Data listing:
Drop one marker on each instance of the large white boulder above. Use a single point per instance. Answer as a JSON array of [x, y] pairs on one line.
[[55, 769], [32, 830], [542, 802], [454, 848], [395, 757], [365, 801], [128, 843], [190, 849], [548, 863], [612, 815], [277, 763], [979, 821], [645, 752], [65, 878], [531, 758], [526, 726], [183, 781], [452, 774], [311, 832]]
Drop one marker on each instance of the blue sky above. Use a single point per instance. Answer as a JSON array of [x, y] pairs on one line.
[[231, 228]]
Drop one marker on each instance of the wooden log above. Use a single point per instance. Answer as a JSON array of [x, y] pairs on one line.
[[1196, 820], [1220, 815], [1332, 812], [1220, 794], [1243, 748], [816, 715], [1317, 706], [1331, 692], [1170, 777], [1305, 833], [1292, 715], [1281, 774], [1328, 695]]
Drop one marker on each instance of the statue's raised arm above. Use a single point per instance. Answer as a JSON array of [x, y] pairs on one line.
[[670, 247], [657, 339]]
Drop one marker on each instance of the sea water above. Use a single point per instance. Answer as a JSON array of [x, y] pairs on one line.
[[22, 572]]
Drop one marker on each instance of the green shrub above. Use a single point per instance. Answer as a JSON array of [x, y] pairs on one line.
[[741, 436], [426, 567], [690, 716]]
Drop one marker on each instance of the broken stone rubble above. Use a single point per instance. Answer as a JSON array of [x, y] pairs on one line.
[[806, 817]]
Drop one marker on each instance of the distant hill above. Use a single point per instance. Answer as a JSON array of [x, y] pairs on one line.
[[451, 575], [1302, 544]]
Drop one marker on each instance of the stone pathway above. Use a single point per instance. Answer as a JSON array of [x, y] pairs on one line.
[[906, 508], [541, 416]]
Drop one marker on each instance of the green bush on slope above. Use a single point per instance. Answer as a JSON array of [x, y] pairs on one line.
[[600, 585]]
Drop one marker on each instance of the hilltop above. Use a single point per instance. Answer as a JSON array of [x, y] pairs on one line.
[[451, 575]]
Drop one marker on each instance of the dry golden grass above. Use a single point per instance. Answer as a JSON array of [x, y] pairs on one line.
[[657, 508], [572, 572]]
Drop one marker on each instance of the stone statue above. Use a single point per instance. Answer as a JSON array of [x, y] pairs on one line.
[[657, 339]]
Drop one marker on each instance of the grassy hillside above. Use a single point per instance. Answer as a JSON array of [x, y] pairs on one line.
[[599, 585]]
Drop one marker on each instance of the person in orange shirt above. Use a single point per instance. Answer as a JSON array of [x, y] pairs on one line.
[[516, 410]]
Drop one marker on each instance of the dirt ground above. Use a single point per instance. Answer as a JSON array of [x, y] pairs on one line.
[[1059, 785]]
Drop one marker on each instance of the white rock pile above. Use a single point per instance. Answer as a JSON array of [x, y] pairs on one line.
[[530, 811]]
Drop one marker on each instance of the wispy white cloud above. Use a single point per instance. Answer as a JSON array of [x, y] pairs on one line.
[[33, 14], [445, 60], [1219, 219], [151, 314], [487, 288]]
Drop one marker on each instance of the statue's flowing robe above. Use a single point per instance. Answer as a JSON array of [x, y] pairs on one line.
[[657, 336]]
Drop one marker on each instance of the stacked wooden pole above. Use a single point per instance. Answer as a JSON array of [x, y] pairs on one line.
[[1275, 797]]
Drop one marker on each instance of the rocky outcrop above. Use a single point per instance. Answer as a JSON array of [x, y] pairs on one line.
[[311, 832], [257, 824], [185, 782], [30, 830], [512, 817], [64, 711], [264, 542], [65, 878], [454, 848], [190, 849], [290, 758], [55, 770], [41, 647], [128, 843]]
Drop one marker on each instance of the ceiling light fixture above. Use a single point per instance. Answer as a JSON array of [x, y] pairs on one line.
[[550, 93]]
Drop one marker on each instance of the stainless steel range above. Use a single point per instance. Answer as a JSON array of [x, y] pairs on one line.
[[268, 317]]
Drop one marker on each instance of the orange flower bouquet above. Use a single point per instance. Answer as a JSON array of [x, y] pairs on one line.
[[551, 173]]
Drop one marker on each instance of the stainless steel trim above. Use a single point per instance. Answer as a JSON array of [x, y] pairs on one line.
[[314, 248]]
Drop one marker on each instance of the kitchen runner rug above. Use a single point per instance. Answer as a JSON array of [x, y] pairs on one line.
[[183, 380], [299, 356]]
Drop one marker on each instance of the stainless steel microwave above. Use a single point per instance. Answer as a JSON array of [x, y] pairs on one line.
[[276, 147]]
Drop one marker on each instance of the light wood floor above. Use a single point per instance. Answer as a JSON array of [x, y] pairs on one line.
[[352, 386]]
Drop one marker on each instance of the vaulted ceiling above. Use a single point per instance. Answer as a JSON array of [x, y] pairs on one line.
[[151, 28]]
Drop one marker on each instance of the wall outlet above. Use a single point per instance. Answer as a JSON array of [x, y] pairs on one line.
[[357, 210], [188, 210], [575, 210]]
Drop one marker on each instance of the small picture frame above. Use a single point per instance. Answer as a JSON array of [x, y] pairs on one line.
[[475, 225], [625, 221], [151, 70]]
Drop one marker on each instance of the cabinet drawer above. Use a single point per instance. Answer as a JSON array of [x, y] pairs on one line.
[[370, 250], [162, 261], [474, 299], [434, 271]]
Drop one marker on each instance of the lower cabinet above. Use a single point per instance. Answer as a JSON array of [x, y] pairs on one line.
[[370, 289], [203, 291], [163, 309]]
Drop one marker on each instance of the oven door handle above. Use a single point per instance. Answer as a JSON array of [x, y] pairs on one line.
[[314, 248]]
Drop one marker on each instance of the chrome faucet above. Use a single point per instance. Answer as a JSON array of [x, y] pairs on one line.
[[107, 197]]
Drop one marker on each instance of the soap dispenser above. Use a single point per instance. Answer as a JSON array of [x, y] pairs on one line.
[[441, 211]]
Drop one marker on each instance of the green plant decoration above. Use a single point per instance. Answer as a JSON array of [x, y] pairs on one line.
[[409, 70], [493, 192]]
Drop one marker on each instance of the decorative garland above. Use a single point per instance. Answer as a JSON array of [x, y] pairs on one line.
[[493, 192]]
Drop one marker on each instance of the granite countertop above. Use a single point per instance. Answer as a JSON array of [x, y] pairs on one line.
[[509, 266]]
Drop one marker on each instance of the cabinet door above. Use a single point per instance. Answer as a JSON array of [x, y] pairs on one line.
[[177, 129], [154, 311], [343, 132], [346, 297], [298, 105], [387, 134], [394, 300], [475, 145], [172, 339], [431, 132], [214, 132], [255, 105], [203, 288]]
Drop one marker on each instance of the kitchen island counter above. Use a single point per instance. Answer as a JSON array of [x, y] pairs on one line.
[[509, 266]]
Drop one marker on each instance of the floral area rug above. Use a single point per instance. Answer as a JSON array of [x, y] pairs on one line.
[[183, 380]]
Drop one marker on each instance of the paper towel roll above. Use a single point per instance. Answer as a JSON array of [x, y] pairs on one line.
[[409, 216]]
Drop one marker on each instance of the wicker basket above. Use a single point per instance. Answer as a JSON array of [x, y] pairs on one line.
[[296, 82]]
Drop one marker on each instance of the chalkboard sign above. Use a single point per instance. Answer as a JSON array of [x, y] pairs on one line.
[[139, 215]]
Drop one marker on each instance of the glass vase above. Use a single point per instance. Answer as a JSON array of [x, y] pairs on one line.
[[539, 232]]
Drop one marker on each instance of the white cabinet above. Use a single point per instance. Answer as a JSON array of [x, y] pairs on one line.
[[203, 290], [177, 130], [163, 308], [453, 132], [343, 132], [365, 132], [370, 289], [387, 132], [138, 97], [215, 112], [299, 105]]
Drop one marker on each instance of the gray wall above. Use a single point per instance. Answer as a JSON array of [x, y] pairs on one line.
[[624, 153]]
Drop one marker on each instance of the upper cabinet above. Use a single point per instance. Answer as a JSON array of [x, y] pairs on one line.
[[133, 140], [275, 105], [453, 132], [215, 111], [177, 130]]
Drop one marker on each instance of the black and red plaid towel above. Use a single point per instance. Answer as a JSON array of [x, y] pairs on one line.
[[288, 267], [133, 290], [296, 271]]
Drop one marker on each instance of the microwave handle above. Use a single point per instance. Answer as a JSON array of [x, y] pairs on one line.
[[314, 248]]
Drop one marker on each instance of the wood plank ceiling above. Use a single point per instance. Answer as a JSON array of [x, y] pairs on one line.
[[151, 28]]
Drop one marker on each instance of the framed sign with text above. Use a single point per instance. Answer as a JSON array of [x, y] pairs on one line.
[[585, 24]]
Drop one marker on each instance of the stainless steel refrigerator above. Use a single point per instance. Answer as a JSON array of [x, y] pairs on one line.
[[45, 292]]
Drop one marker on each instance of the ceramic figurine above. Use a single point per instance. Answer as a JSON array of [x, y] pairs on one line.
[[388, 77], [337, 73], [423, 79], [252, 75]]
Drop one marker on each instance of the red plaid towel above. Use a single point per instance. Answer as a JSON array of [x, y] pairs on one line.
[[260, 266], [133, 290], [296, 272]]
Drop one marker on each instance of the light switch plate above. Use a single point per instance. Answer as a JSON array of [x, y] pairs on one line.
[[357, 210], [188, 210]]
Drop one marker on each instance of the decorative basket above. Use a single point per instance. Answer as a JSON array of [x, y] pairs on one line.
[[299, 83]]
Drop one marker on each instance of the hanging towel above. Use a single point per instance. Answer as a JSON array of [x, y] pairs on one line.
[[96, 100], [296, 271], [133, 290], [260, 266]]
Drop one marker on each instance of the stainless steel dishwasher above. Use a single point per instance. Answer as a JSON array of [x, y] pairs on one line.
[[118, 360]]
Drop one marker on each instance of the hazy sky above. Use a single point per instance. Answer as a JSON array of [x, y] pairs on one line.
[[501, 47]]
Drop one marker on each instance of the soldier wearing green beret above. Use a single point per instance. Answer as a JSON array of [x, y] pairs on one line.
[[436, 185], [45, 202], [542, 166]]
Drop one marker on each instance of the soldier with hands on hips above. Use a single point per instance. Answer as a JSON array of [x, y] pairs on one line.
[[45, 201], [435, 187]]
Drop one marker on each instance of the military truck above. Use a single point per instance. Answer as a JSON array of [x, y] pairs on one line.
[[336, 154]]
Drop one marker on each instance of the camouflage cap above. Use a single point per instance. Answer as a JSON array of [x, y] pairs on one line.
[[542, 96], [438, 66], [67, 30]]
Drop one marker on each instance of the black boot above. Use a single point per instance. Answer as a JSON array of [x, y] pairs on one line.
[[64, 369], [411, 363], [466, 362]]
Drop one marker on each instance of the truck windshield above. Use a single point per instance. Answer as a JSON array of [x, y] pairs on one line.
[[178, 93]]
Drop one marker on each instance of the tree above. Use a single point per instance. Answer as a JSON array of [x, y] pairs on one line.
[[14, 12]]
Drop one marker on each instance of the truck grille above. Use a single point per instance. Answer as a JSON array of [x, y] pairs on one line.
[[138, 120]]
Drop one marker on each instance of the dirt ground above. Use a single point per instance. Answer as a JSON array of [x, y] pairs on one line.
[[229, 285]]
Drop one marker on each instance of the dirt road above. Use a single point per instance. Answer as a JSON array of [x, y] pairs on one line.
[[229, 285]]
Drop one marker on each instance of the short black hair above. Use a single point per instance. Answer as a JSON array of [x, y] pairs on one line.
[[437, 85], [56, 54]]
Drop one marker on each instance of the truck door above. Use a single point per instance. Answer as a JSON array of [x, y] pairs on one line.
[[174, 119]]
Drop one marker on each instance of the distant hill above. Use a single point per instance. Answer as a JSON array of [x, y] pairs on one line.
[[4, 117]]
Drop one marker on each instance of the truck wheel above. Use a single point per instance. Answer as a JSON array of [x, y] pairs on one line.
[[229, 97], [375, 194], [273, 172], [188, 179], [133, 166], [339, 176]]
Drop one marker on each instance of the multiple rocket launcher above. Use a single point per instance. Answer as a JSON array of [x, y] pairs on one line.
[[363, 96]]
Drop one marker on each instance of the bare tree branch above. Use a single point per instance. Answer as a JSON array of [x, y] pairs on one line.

What the task asks: Rewrite the stretch of records above from the line containing "Drop one marker on each instance of the framed" through the line containing "[[585, 24]]" as a numbered list, leaving out blank lines.

Finished task:
1. Drop one marker on each instance of the framed sign with text above. Use a single point per instance. Answer as a JSON array of [x, y] pairs on one line.
2. [[585, 24]]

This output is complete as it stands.